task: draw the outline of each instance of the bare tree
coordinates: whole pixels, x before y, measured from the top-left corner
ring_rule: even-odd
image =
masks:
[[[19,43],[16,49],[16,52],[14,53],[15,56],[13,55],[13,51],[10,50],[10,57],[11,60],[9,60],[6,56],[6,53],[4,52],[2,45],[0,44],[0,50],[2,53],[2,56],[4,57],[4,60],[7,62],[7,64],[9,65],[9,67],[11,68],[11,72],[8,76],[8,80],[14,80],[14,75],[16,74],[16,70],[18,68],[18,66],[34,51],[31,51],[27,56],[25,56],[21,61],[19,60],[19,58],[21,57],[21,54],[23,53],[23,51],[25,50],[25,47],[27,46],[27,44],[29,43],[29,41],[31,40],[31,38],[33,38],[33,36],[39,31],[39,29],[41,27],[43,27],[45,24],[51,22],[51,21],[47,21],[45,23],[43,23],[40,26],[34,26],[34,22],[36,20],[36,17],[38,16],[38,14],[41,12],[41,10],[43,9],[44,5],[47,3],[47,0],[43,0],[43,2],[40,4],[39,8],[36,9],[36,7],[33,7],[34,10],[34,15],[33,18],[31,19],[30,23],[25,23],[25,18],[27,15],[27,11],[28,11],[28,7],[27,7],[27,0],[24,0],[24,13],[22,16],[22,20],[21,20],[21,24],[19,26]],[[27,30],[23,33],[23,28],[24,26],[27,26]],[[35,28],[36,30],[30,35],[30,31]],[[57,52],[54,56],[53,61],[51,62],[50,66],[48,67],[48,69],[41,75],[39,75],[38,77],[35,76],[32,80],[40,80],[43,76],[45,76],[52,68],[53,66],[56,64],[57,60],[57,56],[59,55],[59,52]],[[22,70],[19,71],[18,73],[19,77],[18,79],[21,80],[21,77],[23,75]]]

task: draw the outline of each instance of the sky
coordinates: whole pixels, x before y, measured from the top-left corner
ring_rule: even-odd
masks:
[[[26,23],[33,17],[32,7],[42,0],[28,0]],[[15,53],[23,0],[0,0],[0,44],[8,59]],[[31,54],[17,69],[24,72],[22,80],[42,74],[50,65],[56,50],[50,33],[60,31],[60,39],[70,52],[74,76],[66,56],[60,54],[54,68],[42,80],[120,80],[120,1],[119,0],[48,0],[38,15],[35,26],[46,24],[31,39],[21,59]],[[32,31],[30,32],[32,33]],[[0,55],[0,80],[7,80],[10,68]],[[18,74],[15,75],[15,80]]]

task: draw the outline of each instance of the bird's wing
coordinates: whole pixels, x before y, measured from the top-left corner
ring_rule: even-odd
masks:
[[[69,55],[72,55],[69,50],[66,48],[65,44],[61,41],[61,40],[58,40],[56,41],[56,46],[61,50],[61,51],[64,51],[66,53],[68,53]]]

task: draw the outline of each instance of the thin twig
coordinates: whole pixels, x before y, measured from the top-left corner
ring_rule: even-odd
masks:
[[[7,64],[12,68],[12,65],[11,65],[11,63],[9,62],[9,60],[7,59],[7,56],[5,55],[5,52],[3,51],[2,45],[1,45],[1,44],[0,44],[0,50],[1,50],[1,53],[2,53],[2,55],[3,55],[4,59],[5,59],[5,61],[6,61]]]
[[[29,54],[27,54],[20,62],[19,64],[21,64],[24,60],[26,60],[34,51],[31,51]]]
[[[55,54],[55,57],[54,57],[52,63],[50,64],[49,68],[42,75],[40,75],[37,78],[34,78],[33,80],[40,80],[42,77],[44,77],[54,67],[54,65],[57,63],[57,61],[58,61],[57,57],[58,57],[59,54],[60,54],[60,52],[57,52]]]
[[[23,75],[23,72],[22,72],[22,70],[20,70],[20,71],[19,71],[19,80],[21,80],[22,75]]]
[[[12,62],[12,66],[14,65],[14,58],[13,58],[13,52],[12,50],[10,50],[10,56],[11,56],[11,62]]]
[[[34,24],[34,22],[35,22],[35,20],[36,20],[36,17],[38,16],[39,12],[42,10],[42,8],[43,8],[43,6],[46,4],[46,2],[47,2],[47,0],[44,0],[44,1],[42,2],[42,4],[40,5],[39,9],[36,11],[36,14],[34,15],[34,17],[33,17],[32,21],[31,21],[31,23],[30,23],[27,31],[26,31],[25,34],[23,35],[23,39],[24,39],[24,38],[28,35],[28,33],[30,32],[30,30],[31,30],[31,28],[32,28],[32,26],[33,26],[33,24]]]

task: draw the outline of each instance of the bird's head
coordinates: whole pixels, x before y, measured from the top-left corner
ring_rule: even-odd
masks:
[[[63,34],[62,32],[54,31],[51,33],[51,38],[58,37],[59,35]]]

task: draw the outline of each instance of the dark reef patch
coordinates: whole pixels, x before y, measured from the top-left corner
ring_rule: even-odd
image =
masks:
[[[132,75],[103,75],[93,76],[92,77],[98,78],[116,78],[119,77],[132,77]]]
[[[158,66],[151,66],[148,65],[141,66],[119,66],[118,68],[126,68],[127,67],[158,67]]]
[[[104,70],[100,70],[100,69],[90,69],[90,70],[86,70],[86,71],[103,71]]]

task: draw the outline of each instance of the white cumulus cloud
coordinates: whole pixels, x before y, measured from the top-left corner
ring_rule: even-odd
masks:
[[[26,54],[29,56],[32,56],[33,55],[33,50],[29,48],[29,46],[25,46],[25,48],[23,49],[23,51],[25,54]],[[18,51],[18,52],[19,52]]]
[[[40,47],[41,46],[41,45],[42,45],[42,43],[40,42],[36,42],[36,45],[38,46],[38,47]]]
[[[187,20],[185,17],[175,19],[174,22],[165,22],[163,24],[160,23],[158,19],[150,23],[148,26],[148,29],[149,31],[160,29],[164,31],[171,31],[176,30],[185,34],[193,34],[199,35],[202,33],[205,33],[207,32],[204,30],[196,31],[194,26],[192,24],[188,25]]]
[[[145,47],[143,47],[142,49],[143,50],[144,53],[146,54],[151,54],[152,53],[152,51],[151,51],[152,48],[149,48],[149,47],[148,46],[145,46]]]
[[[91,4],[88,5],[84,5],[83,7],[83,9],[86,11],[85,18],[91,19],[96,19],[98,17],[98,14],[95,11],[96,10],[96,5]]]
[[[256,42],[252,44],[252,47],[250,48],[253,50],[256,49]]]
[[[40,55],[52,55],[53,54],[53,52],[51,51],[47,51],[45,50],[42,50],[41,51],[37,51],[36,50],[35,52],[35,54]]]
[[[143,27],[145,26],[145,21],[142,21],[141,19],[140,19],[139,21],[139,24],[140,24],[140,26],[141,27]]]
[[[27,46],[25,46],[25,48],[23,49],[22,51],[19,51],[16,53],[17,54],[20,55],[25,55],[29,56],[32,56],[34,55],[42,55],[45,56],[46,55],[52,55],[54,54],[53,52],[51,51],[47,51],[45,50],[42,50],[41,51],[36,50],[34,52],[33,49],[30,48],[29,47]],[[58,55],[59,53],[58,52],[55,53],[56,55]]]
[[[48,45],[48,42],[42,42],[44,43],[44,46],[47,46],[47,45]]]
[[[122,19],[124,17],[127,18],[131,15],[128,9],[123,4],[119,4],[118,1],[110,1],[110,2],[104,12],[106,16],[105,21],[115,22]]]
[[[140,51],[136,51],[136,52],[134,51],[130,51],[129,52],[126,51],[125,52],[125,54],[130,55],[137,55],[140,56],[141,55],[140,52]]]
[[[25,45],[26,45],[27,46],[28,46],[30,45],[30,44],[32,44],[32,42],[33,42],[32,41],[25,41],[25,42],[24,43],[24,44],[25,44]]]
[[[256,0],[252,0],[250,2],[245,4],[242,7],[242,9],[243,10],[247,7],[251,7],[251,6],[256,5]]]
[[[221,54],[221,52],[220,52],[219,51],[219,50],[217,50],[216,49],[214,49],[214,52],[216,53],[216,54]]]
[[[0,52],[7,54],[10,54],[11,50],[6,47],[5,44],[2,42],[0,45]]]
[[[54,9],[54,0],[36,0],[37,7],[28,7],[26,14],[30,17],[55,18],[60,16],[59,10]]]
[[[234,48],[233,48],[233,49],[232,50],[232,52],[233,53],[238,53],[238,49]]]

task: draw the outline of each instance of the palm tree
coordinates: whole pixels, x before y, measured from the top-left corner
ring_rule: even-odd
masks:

========================================================================

__Task to complete__
Express the entries beginning with the line containing "task: draw the outline of each instance of the thin" and continuing through the line containing "[[[63,34],[62,32],[54,31],[51,33],[51,38],[58,37],[59,35]]]" as a two-column CSV with the headers instruction and polygons. Give one row per entry, placing its text and its answer each in a single quoted field with line breaks replaced by spaces.

__Exercise output__
instruction,polygons
"task: draw the outline of each instance of the thin twig coordinates: whole pixels, x before y, measured from the top-left corner ring_rule: even-odd masks:","[[[7,64],[12,68],[12,65],[11,65],[11,63],[9,62],[9,60],[7,59],[7,56],[5,55],[5,52],[3,51],[2,45],[1,45],[1,44],[0,44],[0,50],[1,50],[1,53],[2,53],[2,55],[3,55],[4,59],[5,59],[5,61],[6,61]]] [[[29,54],[27,54],[20,62],[19,64],[21,64],[24,60],[26,60],[34,51],[31,51]]] [[[55,54],[55,57],[54,57],[52,63],[50,64],[49,68],[42,75],[40,75],[37,78],[34,78],[33,80],[40,80],[42,77],[44,77],[54,67],[54,65],[57,63],[57,61],[58,61],[57,57],[58,57],[59,54],[60,54],[60,52],[57,52]]] [[[23,75],[23,72],[22,72],[22,70],[20,70],[20,71],[19,71],[19,80],[21,80],[22,75]]] [[[12,62],[12,66],[14,65],[14,58],[13,58],[13,52],[12,50],[10,50],[10,56],[11,56],[11,62]]] [[[34,24],[34,22],[35,22],[35,20],[36,20],[36,17],[38,16],[39,12],[42,10],[42,8],[43,8],[43,6],[46,4],[46,2],[47,2],[47,0],[44,0],[44,1],[42,2],[42,4],[40,5],[39,9],[36,11],[36,14],[34,15],[34,17],[33,17],[32,21],[31,21],[31,23],[30,23],[27,31],[26,31],[25,34],[23,35],[23,39],[24,39],[24,38],[28,35],[28,33],[30,32],[30,30],[31,30],[31,28],[32,28],[32,26],[33,26],[33,24]]]"
"task: draw the outline of each instance of the bird's head coordinates: whole pixels, x before y, measured from the top-left corner ring_rule: even-odd masks:","[[[63,34],[62,32],[54,31],[51,33],[51,38],[58,37],[59,35]]]"